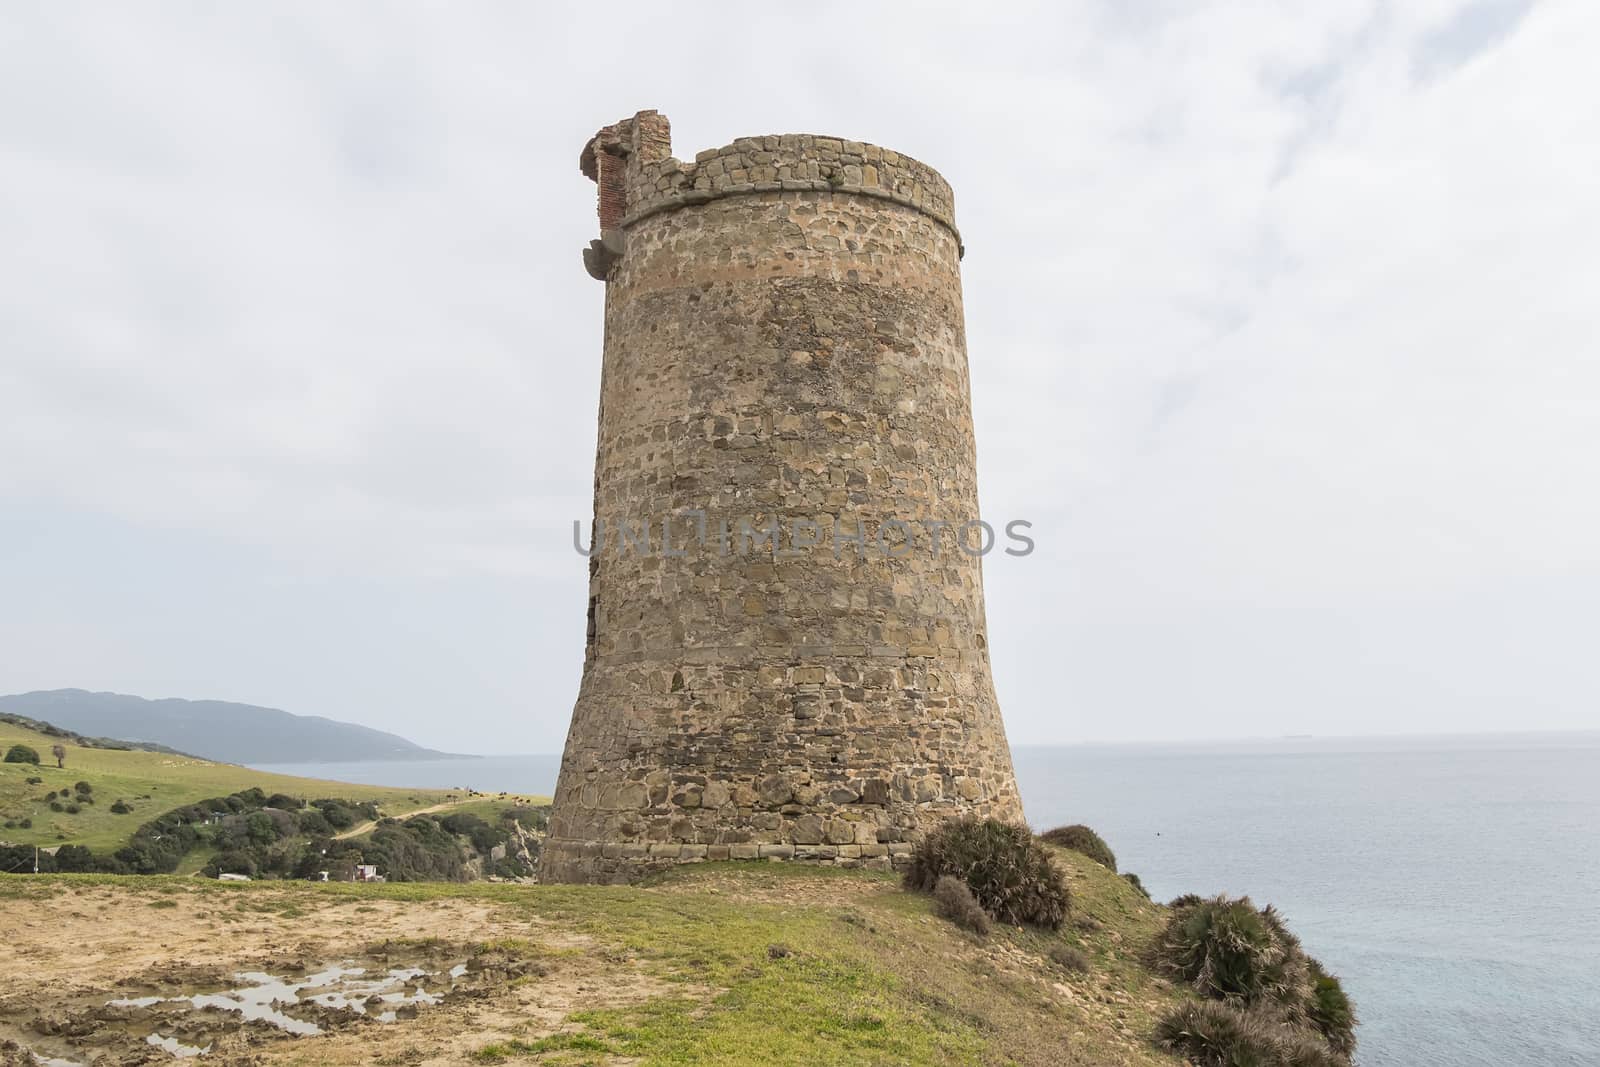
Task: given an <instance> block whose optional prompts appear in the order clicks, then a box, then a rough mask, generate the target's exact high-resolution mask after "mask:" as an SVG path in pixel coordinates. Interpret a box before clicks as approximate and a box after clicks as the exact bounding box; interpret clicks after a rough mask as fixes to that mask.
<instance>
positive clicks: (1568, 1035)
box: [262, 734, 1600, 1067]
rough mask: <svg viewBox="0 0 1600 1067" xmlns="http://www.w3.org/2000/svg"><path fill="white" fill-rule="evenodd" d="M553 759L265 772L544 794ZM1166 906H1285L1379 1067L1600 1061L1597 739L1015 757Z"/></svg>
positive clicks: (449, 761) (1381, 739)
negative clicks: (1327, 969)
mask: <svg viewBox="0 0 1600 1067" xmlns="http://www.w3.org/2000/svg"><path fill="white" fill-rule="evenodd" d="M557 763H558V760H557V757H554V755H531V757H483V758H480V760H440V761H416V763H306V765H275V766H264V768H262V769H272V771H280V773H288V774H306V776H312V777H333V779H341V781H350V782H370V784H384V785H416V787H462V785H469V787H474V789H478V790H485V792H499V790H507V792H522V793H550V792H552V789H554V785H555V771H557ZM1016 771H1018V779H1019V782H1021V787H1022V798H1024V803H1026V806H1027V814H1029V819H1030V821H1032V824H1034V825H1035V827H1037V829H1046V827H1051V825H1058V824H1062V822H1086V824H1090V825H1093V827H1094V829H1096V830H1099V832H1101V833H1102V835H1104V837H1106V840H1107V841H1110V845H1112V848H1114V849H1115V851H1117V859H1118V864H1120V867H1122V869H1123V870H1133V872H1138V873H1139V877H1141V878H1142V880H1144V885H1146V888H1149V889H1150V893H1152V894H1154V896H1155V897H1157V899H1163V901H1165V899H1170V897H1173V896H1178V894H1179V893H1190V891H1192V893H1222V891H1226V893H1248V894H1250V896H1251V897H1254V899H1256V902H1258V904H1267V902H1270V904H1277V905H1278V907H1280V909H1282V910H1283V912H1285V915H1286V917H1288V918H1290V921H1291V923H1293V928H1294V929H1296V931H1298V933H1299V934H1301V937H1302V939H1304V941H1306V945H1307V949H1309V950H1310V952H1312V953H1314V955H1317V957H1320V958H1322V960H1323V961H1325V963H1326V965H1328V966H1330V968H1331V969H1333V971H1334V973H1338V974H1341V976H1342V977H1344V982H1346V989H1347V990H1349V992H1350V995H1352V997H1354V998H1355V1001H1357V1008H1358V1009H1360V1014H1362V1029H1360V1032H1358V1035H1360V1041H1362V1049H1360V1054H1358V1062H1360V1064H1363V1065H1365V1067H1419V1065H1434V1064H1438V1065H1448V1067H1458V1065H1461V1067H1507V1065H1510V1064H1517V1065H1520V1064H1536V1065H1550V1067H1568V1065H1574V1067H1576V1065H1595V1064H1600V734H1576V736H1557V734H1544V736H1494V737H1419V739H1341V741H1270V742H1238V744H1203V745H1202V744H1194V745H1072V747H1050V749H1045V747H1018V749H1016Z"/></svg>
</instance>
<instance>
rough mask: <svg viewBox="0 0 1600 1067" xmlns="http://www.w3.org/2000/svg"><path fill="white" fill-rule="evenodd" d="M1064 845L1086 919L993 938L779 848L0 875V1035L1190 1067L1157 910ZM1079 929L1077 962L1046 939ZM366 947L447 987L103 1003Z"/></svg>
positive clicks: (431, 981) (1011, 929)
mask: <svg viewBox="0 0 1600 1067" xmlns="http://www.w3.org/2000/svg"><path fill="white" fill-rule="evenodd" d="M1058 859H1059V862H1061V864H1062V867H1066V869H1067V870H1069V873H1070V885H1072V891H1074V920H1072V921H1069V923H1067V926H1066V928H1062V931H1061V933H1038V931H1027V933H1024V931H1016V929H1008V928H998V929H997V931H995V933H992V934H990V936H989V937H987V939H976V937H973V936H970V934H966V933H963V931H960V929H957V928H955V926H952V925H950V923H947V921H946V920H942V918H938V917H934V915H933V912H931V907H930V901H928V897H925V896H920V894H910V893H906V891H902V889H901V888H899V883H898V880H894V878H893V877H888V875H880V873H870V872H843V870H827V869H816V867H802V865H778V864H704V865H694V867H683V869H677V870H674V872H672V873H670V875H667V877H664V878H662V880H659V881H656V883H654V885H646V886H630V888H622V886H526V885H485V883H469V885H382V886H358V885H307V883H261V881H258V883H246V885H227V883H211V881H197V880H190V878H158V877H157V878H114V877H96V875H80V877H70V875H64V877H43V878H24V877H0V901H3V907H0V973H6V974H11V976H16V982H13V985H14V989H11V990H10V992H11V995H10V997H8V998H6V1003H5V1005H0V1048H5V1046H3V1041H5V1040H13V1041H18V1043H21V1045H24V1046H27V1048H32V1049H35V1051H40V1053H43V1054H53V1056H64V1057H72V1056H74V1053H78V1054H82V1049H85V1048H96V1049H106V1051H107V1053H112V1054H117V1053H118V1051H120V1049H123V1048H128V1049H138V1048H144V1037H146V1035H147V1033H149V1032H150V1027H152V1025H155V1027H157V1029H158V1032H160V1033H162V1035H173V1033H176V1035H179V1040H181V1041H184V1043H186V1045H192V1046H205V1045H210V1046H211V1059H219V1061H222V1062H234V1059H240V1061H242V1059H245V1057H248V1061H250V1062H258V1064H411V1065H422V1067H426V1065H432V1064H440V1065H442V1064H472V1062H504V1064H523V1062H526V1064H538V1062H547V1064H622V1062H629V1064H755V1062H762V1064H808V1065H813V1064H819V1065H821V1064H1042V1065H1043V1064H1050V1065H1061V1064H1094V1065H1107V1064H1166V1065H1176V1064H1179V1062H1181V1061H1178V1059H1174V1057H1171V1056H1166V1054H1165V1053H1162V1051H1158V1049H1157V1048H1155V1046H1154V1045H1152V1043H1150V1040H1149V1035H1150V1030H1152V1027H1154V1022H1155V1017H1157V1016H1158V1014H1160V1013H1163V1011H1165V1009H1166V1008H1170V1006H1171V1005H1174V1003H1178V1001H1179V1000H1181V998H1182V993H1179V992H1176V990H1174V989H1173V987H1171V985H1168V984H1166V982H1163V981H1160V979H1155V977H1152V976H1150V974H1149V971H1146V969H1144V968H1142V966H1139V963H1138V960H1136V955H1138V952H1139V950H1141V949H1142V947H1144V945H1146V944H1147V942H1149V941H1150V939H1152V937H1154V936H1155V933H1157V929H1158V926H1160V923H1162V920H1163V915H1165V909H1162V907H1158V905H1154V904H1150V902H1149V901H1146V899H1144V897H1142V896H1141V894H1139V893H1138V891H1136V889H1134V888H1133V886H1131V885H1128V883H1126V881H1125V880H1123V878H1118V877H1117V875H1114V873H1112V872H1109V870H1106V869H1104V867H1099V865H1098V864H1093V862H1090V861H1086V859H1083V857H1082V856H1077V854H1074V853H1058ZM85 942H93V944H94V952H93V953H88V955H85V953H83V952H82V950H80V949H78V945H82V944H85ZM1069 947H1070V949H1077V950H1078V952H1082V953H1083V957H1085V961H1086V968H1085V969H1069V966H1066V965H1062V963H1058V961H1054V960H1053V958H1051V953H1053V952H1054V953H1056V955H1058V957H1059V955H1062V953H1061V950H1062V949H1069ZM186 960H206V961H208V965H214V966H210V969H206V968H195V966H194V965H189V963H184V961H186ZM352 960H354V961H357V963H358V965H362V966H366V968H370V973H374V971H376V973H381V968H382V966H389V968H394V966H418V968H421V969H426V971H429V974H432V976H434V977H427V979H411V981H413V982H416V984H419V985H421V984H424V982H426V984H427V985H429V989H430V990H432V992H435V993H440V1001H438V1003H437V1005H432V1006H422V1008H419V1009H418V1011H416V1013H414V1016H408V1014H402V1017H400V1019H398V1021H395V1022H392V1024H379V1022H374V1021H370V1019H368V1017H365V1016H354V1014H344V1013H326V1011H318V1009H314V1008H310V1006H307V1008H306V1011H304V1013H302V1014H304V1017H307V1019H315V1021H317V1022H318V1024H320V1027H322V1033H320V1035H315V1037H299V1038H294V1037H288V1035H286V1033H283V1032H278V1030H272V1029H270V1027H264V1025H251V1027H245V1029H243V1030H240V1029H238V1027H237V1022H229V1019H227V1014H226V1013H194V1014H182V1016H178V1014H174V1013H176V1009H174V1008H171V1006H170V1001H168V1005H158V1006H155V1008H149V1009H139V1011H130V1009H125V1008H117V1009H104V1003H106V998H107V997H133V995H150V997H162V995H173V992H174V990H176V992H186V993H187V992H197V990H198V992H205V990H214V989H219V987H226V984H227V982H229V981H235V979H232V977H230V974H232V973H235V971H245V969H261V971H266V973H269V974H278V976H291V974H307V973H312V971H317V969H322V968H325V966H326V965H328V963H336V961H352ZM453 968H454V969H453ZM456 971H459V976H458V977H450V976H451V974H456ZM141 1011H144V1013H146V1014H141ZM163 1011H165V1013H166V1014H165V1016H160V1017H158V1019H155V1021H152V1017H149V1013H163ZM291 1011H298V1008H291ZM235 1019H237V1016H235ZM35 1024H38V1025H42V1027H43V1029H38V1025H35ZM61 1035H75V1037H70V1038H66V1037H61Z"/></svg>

····················

● INSTRUCTIONS TO FOLLOW: The lines above from the one containing "759L265 772L544 794ZM1166" through the one containing "positive clicks: (449, 761) (1381, 739)" are to be set down exactly, and no others.

● EXERCISE RESPONSE:
rough mask: <svg viewBox="0 0 1600 1067" xmlns="http://www.w3.org/2000/svg"><path fill="white" fill-rule="evenodd" d="M553 759L265 772L544 794ZM1166 906H1285L1379 1067L1600 1061L1597 739L1015 757Z"/></svg>
positive clicks: (449, 761) (1381, 739)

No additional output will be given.